Data extracted from a collection
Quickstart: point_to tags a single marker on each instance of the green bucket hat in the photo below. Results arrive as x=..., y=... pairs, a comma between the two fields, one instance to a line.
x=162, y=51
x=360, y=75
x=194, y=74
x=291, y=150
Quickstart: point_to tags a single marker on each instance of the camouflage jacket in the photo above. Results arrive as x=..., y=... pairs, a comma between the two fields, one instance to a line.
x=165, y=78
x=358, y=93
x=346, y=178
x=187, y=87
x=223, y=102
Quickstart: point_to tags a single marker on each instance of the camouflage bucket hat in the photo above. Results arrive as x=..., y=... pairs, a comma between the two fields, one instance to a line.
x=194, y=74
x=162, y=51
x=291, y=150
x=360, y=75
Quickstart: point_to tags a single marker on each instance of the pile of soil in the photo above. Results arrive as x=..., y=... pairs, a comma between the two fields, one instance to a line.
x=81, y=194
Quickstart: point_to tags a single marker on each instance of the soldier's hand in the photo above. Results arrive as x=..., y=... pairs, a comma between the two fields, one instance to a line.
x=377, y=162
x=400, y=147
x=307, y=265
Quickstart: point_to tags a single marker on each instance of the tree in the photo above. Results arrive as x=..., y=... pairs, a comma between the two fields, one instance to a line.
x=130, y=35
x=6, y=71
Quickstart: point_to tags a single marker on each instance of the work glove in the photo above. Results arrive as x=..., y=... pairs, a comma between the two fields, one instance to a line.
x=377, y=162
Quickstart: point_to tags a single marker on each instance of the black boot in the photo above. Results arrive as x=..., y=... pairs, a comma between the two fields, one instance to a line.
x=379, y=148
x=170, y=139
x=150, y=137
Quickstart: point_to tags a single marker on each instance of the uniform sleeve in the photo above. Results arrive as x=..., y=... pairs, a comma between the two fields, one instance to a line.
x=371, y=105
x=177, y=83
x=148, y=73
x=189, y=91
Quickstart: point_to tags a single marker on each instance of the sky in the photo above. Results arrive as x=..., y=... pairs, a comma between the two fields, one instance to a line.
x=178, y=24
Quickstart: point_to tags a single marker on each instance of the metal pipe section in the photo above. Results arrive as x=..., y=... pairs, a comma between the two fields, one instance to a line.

### Exercise aim
Transcribe all the entries exactly, as they stand.

### Result for this exercise
Quickstart: point_to tags a single marker on each instance of the green bucket hat in the photo below. Results arrive as x=..., y=... pairs, a comma between the two fields, one instance to a line.
x=162, y=51
x=360, y=75
x=194, y=74
x=291, y=150
Quickstart: point_to tags a single marker on each instance of the camouflage jacket in the photo above. Results arrive as x=..., y=... pairs, a comma between the two fields, one instance to a line.
x=165, y=78
x=358, y=93
x=346, y=178
x=187, y=87
x=223, y=102
Quickstart: point_to tags a single marker on each instance of the camouflage bucket hat in the photo above. Results arrive as x=..., y=... pairs, a comma between the two fields, one instance to a line.
x=194, y=74
x=162, y=51
x=291, y=150
x=360, y=75
Quickstart: point_to tags a single marker on each instance of the pile of soil in the photo above. Results arrive as x=..., y=... pairs, a comma between the two fields, one instance to a line.
x=81, y=194
Quickstart: point_to tags a single marker on each instance of the soldier's hand in the photo above. Results arrive as x=..., y=... pairs, a comma between the two fields, one instance to a line.
x=377, y=162
x=400, y=147
x=307, y=265
Quickstart: point_to tags a single marker on each instance of the tree in the photo above. Results arrive as x=..., y=... pairs, a comma between the two fields, one instance to a line.
x=130, y=35
x=6, y=71
Quickstart: point_to tags a single marker on each instance of the work glove in the photo above. Results arrive as x=..., y=... pairs, a comma between the two fields, one instance to a line.
x=377, y=162
Quickstart: point_to tags a single marker on each instance of the black boot in the photo above. Results arrive as x=..., y=... pairs, a comma between the two fields, one instance to a line.
x=379, y=148
x=170, y=139
x=150, y=137
Quickstart: point_to tags a single marker on each instance of the uniform sleeve in the photo above. Results arrive as x=..., y=... pairs, a comma between the two fields, one instance to a line.
x=371, y=105
x=177, y=83
x=148, y=73
x=189, y=91
Quickstart: point_to tags a single marker on each instance of the sky in the photo above. Results arrive as x=..., y=... pairs, a comma between the two fields, one instance to a line.
x=178, y=24
Quickstart: point_to tags a single marker on each instance of the metal pipe section in the photo above. Results arrive as x=..., y=... pairs, a comma between the two fields, one instance to a line.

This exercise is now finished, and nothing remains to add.